BEGIN GIVEN DATA

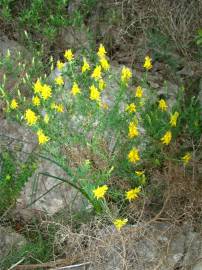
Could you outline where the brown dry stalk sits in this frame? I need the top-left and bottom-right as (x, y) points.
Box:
(14, 253), (86, 270)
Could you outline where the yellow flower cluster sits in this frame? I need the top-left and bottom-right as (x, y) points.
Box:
(82, 57), (90, 73)
(97, 44), (110, 71)
(128, 121), (139, 138)
(93, 185), (108, 199)
(126, 103), (136, 113)
(90, 85), (100, 102)
(113, 218), (128, 231)
(97, 44), (106, 58)
(161, 130), (172, 145)
(71, 82), (81, 96)
(64, 49), (74, 61)
(158, 99), (167, 111)
(24, 109), (38, 126)
(143, 56), (152, 70)
(37, 129), (49, 144)
(10, 99), (18, 109)
(135, 86), (143, 98)
(91, 65), (102, 80)
(128, 148), (140, 163)
(170, 111), (179, 127)
(98, 79), (106, 91)
(182, 152), (191, 165)
(55, 75), (64, 86)
(57, 60), (65, 70)
(125, 187), (141, 201)
(33, 79), (52, 100)
(32, 96), (40, 107)
(121, 66), (132, 83)
(99, 57), (110, 71)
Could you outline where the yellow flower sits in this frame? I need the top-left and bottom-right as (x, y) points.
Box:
(126, 187), (141, 201)
(158, 99), (167, 111)
(161, 131), (172, 145)
(170, 111), (179, 127)
(37, 129), (49, 145)
(44, 114), (49, 124)
(71, 82), (81, 96)
(128, 122), (139, 138)
(64, 49), (74, 61)
(128, 148), (140, 163)
(135, 86), (143, 98)
(97, 44), (107, 58)
(121, 66), (132, 83)
(41, 84), (52, 100)
(182, 152), (191, 166)
(55, 75), (64, 86)
(90, 85), (100, 102)
(57, 60), (65, 70)
(135, 171), (144, 176)
(93, 185), (108, 199)
(113, 218), (128, 231)
(81, 57), (90, 73)
(126, 103), (136, 113)
(99, 57), (110, 71)
(32, 96), (40, 107)
(143, 56), (152, 70)
(55, 104), (64, 113)
(33, 79), (43, 94)
(98, 79), (106, 91)
(24, 109), (37, 126)
(91, 65), (102, 80)
(10, 99), (18, 109)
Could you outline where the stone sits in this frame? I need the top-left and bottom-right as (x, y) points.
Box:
(0, 119), (85, 216)
(0, 35), (28, 57)
(17, 157), (86, 215)
(0, 119), (37, 163)
(58, 26), (90, 51)
(193, 262), (202, 270)
(88, 223), (202, 270)
(0, 226), (27, 259)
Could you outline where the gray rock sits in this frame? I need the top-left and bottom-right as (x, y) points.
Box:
(0, 35), (28, 57)
(17, 158), (85, 215)
(0, 226), (26, 259)
(58, 26), (90, 51)
(0, 119), (85, 216)
(89, 223), (202, 270)
(193, 262), (202, 270)
(0, 119), (37, 163)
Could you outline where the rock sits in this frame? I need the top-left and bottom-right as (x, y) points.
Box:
(0, 119), (85, 216)
(88, 223), (202, 270)
(0, 226), (26, 259)
(17, 157), (85, 215)
(0, 35), (28, 57)
(193, 262), (202, 270)
(0, 119), (37, 163)
(58, 26), (90, 51)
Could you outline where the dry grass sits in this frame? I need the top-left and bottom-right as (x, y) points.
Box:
(94, 0), (202, 63)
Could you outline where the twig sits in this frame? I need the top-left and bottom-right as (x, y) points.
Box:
(8, 257), (25, 270)
(14, 254), (84, 270)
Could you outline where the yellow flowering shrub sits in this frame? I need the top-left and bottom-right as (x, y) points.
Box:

END GIVEN DATA

### WORK TASK
All lines in the entries above that include "sits" should be found and copied.

### ANSWER TO THIS EXERCISE
Could you outline where the brown dry stalk sits in this frame? I need the top-left and bottom-right as (x, y) points.
Could you outline where the yellow flower cluster sits in this frame? I need the top-left and bottom-right as (x, y) points.
Could you outline where the yellow flower sits in this frame? I need the top-left and bottom-right as (x, y) points.
Could you outline where the stone sits in this frame? I need the top-left and bottom-right as (x, y) points.
Could you outline where the gray rock sits in this frame? I need the top-left and bottom-right as (x, y) points.
Could you outline where the rock sits in this frame? I need the top-left and bottom-right as (x, y) points.
Could you outline where the dry grass sits in this frame? I need the top-left and bottom-right as (x, y) points.
Could you outline where the twig sits in this frame? I need the top-left and bottom-right as (x, y) points.
Could you outline where the yellow flowering shrub sits in this frame? I need the top-left and bottom-right as (x, y) points.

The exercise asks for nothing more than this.